● **Instructions for the task**:
Show each line of the data below that contains the word "catenary", copying every such line in full.

-----

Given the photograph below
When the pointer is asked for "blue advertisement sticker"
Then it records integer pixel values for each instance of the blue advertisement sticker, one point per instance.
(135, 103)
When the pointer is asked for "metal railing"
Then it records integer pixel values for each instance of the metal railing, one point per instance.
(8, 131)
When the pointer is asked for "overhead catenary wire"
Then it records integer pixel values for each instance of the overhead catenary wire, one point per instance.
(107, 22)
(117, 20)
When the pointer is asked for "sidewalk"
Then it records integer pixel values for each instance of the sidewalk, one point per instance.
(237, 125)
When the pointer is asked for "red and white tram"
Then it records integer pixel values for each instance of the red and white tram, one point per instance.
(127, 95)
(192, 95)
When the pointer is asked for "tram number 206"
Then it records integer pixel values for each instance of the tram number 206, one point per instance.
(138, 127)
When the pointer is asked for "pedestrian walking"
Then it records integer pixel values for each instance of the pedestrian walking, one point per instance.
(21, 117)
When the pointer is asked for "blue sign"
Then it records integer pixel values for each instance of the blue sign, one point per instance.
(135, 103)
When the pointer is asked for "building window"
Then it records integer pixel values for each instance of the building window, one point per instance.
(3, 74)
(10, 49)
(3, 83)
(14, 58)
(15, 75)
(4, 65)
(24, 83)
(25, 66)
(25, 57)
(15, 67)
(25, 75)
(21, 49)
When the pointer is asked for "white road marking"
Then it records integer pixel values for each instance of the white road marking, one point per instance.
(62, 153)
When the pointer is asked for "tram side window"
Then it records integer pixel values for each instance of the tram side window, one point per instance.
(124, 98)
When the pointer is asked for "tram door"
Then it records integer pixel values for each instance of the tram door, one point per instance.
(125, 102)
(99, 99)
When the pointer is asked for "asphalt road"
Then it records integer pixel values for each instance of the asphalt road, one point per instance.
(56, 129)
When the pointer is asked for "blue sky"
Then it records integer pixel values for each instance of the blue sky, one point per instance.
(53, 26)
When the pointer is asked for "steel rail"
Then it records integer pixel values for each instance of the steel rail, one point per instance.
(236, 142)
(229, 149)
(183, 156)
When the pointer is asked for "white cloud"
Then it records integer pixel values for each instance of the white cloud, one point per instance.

-----

● **Solution for this exercise**:
When the pointer is asked for "overhead catenary wire"
Then it records integer pixel values for each instance of the overhead catenary wire, one point per instance.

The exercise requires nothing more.